----- Document segment
Two Buddhist countries that lie very close to India, Myanmar and Sri Lanka, have, in recent years, witnessed the promotion of anti-Muslim drives, while Myanmar has, in addition, seen merciless attacks on dissenters of every kind. As for our own land, the deepening anxieties of India’s Muslims are known to many of their non-Muslim compatriots, who, of course, form the great majority. Most Muslims in India remain prudently silent about their worries, but on occasion a frank remark escapes their lips.

“Find jobs abroad and, if possible, take citizenships there.” This is what the Rashtriya Janata Dal’s Abdul Bari Siddiqui, a former Bihar minister, is reported to have told his son studying in the United States of America as also his daughter studying in London. In a widely seen video, Siddiqui adds that his son and daughter “would not be able to cope in today’s India”. Siddiqui’s unmistakable allusion was to the hostility that many of India’s Muslims appear to confront at this time.

Some found his words unpalatable and provocative.  Nikhil Anand, a Bharatiya Janata Party spokesman in Bihar, commented: “Siddiqui’s remarks are anti-India. If he is feeling so stifled, he should… move to Pakistan. Nobody will stop him.” Several TV channels aired the Siddiqui video and the BJP’s response.
----------
----- Dataset content
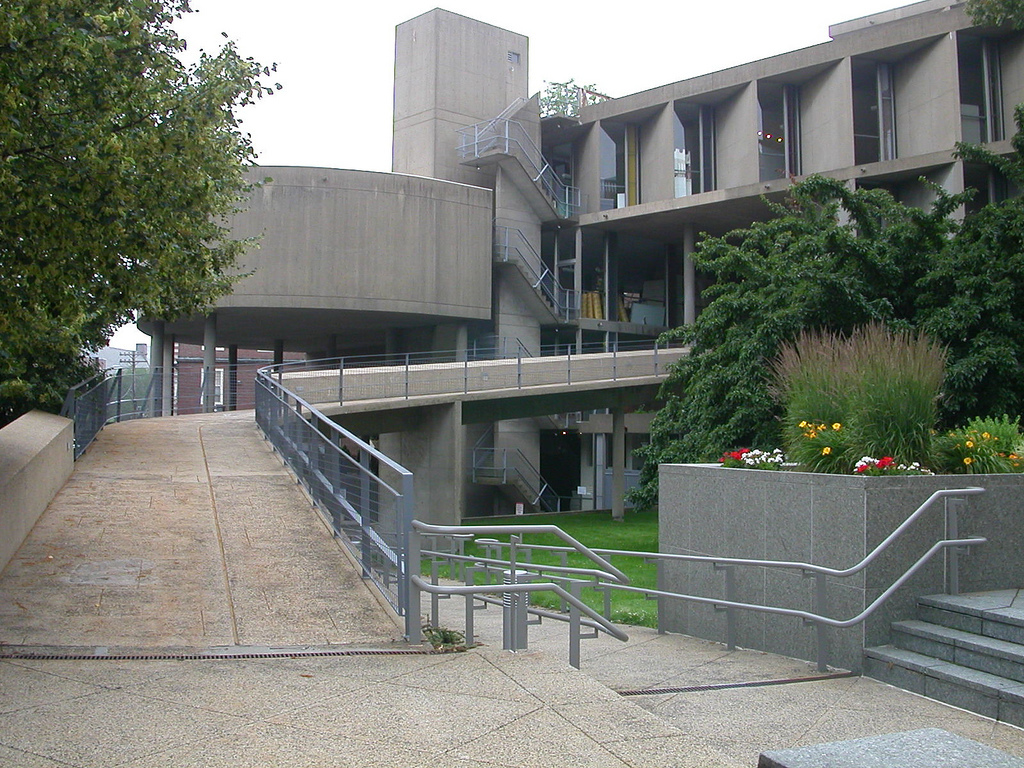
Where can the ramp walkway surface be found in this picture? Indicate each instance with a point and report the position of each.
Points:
(181, 604)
----------
**Using the information**
**a)** Repeat the passage on India's Muslims word for word, from "Some found his" to "the BJP’s response.".
**b)** Carry the article on Abdul Bari Siddiqui's remarks forward, writing the next part after its final sentence.
The lines play no part here.

**Outputs for the tasks**
**a)**
Some found his words unpalatable and provocative.  Nikhil Anand, a Bharatiya Janata Party spokesman in Bihar, commented: “Siddiqui’s remarks are anti-India. If he is feeling so stifled, he should… move to Pakistan. Nobody will stop him.” Several TV channels aired the Siddiqui video and the BJP’s response.

**b)**
Was Siddiqui’s remark really that outrageous? Haven’t millions of Hindu fathers and mothers in India also said to a son or daughter,  ‘Find a job abroad and, if possible, take citizenship there?’  Doesn’t the government of India proudly advertise its efforts to enlarge the quotas that rich countries set for visas for young Indians for study and also for long-term employment?

Moreover, why would Siddiqui or any Indian Muslim wish to go to Pakistan? The economy there seems to be sinking. Politicians are at war with one another and, at this point, the Pakistan army doesn’t seem to know whether or when to assume direct control, something it has periodically done. Top military leaders have been accused of amassing vast fortunes. The province of Balochistan is home to insurgency and repression. Inside Khyber-Pakhtunkhwa or KPK (the former ‘Frontier Province’), the Taliban’s takeover of Afghanistan has strengthened extremist groups. And Pakistan’s Christian and Hindu minorities, the latter concentrated in Sindh Province, seem as insecure as ever.

It is, in fact, an open secret that countries like the US, the United Kingdom, Germany, a few other European nations, Canada, Australia, and New Zealand offer greater personal security and liberty to Muslims than most Muslimmajority lands. It wasn’t very long ago that India too could claim itself as a place where Muslims felt safe, but the picture has changed quite dramatically.

At this time, when China’s drive to become the next superpower has run into serious hurdles, India still has the opportunity to return in the world’s mind as democracy’s hope. However, that challenge does not attract our energy and passion today. We want, above all, to persuade ourselves, with scant evidence, that ‘the world is finally recognising India’s greatness’. Acknowledging the anxieties of our Muslim brothers and sisters is the last thing on the minds of our land’s most influential men and women.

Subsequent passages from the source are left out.